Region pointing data
######
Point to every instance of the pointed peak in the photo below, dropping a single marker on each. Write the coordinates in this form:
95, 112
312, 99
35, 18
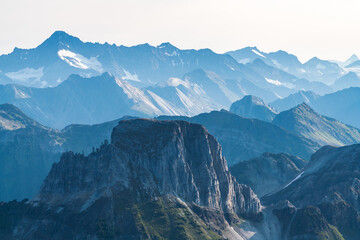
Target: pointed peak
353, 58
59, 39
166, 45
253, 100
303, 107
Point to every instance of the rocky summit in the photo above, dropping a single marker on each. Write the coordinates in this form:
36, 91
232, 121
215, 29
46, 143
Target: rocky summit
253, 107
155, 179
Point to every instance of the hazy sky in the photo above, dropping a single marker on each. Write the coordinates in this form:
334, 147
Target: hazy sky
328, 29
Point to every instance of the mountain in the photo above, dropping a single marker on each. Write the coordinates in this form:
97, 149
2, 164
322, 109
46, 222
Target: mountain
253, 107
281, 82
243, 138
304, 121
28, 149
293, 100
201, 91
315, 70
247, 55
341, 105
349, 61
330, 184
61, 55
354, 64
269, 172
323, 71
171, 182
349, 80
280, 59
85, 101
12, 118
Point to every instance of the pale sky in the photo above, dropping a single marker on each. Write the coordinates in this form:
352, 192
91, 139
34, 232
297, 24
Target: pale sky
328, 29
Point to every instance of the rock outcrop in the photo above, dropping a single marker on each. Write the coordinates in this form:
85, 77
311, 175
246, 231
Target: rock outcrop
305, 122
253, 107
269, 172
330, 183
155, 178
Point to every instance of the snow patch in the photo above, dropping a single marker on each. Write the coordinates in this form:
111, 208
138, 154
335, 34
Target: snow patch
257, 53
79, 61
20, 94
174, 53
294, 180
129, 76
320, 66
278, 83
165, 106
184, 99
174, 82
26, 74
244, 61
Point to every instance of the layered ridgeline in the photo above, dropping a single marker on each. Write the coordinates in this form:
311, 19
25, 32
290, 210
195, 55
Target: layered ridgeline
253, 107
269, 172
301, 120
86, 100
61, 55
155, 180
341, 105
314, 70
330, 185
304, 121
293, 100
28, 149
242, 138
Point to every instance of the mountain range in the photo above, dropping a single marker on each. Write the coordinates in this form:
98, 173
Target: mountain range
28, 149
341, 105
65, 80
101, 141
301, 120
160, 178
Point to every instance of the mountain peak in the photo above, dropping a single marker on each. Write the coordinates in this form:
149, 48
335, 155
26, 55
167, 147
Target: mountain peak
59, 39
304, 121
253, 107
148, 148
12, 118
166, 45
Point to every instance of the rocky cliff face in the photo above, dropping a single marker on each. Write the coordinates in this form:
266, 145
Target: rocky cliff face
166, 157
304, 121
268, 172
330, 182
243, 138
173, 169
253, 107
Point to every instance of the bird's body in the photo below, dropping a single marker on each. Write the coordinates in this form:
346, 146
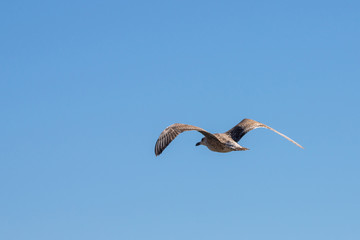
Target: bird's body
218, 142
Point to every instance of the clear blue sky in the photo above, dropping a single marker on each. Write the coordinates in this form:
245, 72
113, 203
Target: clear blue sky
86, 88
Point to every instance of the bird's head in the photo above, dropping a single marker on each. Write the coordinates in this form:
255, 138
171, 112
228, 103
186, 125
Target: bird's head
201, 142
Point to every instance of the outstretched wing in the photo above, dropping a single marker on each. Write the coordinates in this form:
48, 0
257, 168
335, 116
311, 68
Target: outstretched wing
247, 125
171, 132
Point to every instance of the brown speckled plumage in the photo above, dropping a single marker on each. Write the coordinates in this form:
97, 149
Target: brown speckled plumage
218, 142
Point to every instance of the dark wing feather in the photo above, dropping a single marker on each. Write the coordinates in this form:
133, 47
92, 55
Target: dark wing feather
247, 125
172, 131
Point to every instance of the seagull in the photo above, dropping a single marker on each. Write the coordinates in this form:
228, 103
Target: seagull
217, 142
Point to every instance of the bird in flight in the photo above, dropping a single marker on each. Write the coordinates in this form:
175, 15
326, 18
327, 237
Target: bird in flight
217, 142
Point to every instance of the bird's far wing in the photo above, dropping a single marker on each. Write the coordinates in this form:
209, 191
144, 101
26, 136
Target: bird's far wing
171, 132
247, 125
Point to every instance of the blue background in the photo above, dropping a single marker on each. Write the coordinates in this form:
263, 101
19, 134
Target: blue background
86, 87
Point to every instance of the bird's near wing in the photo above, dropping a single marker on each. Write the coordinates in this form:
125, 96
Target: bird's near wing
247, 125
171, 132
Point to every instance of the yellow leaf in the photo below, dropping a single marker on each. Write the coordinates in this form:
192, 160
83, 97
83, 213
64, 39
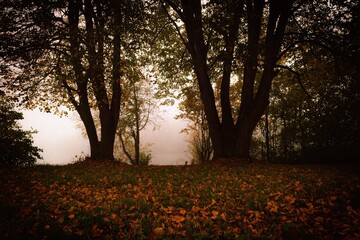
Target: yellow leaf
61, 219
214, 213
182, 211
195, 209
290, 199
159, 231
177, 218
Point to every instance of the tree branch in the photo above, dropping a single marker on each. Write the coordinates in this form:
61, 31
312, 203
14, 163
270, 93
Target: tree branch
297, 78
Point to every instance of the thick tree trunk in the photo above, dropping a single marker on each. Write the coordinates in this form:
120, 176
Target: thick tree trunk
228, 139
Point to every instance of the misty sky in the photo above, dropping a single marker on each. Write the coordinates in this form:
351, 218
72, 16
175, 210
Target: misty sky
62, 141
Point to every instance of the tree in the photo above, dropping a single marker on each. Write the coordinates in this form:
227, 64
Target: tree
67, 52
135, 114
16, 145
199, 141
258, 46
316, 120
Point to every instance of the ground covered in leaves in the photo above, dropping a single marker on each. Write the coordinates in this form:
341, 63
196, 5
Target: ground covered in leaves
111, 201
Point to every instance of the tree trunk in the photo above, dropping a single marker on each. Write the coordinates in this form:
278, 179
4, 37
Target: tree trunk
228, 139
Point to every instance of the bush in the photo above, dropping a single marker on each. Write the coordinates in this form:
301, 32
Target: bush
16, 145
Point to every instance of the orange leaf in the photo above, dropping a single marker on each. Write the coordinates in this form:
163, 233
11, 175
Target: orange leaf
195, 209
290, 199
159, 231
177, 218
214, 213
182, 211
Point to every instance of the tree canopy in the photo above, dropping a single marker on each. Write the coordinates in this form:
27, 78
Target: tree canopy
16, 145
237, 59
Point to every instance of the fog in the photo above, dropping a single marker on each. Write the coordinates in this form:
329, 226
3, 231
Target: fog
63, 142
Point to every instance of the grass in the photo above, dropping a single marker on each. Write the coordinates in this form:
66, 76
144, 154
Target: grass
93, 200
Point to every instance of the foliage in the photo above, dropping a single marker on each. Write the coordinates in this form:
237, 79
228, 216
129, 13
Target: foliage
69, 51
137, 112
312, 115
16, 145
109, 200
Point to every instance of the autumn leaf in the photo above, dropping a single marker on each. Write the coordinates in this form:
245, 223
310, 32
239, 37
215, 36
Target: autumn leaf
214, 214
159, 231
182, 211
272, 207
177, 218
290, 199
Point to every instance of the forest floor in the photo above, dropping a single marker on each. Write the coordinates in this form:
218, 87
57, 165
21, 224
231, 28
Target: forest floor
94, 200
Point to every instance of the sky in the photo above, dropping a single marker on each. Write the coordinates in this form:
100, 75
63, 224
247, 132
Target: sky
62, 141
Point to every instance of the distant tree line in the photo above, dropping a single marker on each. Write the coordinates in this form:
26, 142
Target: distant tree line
######
WHAT THE TASK REQUIRES: Go through the records above and return every line that holds the string "distant".

ANSWER TO THE EXERCISE:
Point to every instance of the distant tree line in the photo above, dropping a single marker on each. Write the coordinates in this form:
Target: distant tree line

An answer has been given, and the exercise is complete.